Objectives:
1) Please copy from the passage on IBM, starting with "This is not" and going on through "depending on IBM.".
2) In a sentence or two, explain why the passage on IBM says that even good products cannot create and hold monopolies.

Reading passage:
[start]

This illustrates that the market is not the only force that tends to cut giant firms down to size. Technology and bureaucracy can do that all by themselves. IBM has been the victim of both. Computer technology has made mainframe computers-’IBM’s mainstay–increasingly obsolete. IBM could have shifted entirely to smaller machines, but its bureaucracy resisted change for too long. Bureaucracy not only displaces the entrepreneurial spirit that turns small firms into big ones, it also makes the entrepreneurial spirit unwelcome. Big firms become bureaucratic, and bureaucratic firms become cumbersome and slow to respond to customers’ needs. Decisions take too long to make, and smaller firms that are not encumbered by such problems find ways to serve customers’ needs better. Government bureaucracies can endure because governments do not need to make a profit or to respond to competitive pressures. But in industry, the bureaucracy that is typical in large firms can undermine the most powerful corporations and gradually decrease their market power, while increasing that of the smaller firms.

This is not to say that IBM was inefficient or that it produced bad products. In fact, it has always been known for making good products, which is why it got to be as big as it was. But even good products cannot create and hold monopolies, because substitutes exist and because even firms that make good products might not be making the right products for the market. Despite IBM’s size and strength, other firms began to make other products that many of IBM’s customers started using as substitutes for IBM’s mainframes. The market “grew up” and no longer wished to be as dependent on IBM and its machines as it had been. The advent of PCs made it possible for customers to write or buy software that could perform the tasks they needed done, without depending on IBM.

[end]

(Part of a data file)
[start]

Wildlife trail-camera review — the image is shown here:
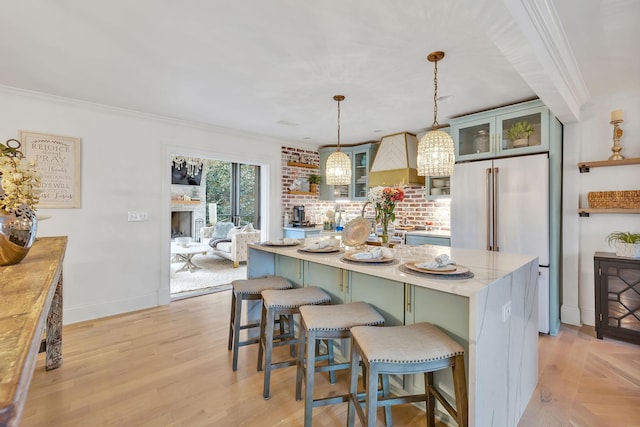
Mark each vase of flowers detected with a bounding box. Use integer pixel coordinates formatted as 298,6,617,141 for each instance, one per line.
369,187,404,245
0,139,40,266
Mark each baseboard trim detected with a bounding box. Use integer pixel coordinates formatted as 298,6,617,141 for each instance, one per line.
63,292,160,325
560,305,582,326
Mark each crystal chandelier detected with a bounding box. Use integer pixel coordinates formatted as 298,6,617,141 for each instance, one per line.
325,95,351,185
417,51,455,176
172,155,203,177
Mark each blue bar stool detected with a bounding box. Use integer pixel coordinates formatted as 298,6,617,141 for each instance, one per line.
347,323,469,427
258,286,331,399
296,302,391,427
228,276,293,371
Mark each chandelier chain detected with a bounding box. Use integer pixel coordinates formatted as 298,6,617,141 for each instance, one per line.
431,60,440,129
337,100,340,151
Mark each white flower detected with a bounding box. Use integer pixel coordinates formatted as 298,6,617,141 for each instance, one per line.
368,186,384,203
0,144,40,212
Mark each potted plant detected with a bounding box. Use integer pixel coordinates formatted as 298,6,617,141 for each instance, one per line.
308,173,322,193
607,231,640,258
507,121,533,147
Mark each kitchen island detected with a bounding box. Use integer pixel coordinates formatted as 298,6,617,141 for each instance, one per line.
247,244,538,427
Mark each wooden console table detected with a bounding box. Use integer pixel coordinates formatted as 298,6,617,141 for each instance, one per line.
0,236,67,427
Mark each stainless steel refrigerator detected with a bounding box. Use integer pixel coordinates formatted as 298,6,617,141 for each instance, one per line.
451,153,549,333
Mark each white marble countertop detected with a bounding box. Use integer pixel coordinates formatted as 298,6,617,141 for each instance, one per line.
249,244,537,297
406,230,451,237
282,225,322,230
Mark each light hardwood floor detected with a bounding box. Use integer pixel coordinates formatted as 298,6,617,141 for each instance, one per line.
21,291,640,427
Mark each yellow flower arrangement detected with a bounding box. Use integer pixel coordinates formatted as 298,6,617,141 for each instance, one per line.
0,139,40,213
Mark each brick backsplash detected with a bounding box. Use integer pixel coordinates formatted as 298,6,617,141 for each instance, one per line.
280,146,451,231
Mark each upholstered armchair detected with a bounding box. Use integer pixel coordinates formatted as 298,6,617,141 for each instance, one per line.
200,222,260,268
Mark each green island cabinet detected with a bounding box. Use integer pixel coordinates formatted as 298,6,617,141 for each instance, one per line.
404,233,451,246
318,142,379,201
450,100,552,162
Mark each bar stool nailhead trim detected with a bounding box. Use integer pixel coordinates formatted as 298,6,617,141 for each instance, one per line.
347,323,469,427
228,276,293,371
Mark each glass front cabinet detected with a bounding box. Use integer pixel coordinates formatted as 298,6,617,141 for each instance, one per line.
318,143,378,201
451,100,550,162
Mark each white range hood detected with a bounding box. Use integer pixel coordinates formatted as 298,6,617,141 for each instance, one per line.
369,132,424,187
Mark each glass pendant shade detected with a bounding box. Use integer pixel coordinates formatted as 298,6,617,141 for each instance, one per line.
417,130,455,176
325,151,351,185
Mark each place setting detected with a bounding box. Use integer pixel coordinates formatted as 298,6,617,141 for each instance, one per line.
298,237,344,254
399,254,474,280
340,246,398,265
260,237,300,246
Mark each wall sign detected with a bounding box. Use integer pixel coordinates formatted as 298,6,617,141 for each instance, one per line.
20,131,80,209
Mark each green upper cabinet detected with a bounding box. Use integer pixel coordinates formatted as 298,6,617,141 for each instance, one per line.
451,100,550,162
318,143,378,201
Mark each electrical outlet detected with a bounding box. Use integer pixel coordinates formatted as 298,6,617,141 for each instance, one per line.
127,211,149,222
502,301,511,322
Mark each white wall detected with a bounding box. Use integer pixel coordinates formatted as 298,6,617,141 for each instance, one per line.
561,88,640,325
0,88,302,324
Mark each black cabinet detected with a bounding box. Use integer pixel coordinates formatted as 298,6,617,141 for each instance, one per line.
593,252,640,344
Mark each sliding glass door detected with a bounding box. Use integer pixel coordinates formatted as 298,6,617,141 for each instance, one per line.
206,160,261,228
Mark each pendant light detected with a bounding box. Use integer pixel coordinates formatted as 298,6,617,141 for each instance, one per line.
417,51,455,176
325,95,351,185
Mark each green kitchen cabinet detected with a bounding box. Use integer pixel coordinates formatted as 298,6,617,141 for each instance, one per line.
274,255,304,288
318,143,378,201
304,261,350,304
404,233,451,246
451,100,552,162
348,271,405,326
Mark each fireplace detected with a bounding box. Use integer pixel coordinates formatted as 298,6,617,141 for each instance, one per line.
171,211,195,239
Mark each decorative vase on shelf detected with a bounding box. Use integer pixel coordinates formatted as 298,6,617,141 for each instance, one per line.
473,130,489,153
0,139,40,266
380,218,389,246
0,190,38,266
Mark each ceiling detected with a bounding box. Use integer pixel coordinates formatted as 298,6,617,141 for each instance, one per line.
0,0,640,146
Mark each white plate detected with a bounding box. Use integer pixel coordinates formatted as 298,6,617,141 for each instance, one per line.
342,254,396,264
263,240,300,246
298,246,342,254
404,262,469,274
342,217,371,246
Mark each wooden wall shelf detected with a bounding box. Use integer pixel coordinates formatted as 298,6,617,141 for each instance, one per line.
287,162,318,169
578,158,640,173
578,208,640,216
171,200,204,205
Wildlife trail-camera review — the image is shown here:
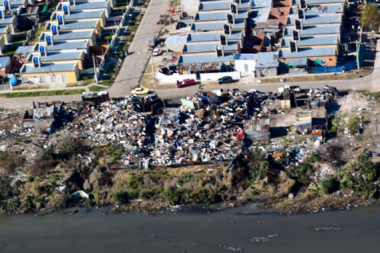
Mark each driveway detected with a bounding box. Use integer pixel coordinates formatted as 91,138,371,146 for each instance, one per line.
109,0,171,97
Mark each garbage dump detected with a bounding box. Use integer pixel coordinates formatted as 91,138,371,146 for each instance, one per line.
0,87,337,168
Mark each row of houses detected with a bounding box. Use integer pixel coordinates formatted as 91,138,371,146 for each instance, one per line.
0,0,119,83
159,0,352,80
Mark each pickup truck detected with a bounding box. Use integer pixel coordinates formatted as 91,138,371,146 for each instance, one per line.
177,79,197,88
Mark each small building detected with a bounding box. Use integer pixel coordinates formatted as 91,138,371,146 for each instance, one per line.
46,19,102,36
235,54,257,73
255,52,279,77
56,0,114,18
0,56,12,78
50,7,106,27
20,61,79,83
311,107,328,141
244,118,270,141
40,29,97,47
0,35,5,55
293,111,312,134
27,50,84,70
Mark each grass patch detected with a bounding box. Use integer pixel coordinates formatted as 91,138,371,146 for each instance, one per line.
258,67,372,83
89,86,106,91
12,84,49,90
0,89,85,98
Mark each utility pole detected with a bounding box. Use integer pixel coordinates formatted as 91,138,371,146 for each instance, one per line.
92,54,98,83
150,51,156,89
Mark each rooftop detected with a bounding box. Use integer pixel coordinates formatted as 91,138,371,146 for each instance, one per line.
52,10,104,20
191,21,245,31
281,35,338,47
286,14,342,26
35,40,89,52
256,52,279,68
42,29,94,41
188,31,243,42
0,15,16,25
235,54,257,60
178,52,235,64
251,0,272,8
50,19,99,31
0,56,11,68
28,50,83,62
183,42,239,53
195,10,248,21
0,25,8,34
21,61,78,74
289,3,344,15
199,0,249,11
292,0,345,5
279,46,336,58
57,1,108,11
15,46,35,54
284,24,340,36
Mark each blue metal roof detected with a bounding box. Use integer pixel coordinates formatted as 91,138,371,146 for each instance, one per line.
191,21,245,31
195,11,248,21
15,46,35,54
256,52,279,68
235,54,257,60
183,42,238,53
278,46,336,58
0,56,11,68
0,16,16,25
286,14,342,25
0,25,9,34
21,61,78,74
187,31,243,42
292,0,345,5
57,1,108,11
281,35,338,47
43,29,94,41
52,10,104,20
55,19,99,31
178,53,235,64
284,25,340,36
251,0,272,8
289,3,344,15
34,40,89,52
28,50,83,62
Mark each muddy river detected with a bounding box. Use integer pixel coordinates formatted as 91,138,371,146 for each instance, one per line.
0,205,380,253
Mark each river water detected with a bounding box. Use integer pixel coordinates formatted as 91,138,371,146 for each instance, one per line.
0,205,380,253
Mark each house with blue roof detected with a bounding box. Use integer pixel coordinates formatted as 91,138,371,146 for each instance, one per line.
56,0,115,18
40,29,97,47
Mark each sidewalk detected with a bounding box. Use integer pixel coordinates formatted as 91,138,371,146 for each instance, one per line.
109,0,171,97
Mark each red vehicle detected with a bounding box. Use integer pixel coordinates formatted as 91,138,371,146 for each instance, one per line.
177,79,197,88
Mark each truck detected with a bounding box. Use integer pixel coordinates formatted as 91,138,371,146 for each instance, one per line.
147,35,157,48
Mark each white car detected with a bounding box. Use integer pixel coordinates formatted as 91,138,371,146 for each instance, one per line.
153,48,162,56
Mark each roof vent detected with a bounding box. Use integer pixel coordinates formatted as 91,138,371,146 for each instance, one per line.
289,41,298,53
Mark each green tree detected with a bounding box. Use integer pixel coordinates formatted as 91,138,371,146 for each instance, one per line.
360,3,380,33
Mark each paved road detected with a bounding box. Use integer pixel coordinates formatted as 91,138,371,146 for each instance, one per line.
109,0,171,97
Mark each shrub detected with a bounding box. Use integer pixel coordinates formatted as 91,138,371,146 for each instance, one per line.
319,178,336,194
140,189,155,199
115,191,129,204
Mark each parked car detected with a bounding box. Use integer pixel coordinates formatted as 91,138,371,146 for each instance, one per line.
289,86,301,93
131,88,149,95
218,76,235,84
177,79,197,88
153,48,162,56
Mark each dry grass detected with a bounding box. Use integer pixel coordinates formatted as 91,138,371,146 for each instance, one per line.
261,68,372,83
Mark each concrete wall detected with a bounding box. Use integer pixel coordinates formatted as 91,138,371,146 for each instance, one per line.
235,60,256,73
181,0,200,17
156,71,196,84
201,71,241,81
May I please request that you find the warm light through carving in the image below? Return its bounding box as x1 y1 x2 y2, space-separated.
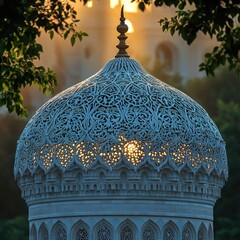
110 0 138 13
125 19 134 33
87 1 93 8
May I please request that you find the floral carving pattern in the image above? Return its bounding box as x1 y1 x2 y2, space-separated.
15 58 228 177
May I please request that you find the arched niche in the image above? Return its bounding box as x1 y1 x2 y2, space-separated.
38 222 49 240
51 221 67 240
162 221 180 240
93 219 114 240
70 220 90 240
140 220 160 240
182 222 196 240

[end]

Expected responses:
1)
This is not to say that IBM was inefficient or that it produced bad products. In fact, it has always been known for making good products, which is why it got to be as big as it was. But even good products cannot create and hold monopolies, because substitutes exist and because even firms that make good products might not be making the right products for the market. Despite IBM’s size and strength, other firms began to make other products that many of IBM’s customers started using as substitutes for IBM’s mainframes. The market “grew up” and no longer wished to be as dependent on IBM and its machines as it had been. The advent of PCs made it possible for customers to write or buy software that could perform the tasks they needed done, without depending on IBM.

2) Even good products cannot create and hold monopolies because substitutes exist. Also, firms that make good products might not be making the right products for the market.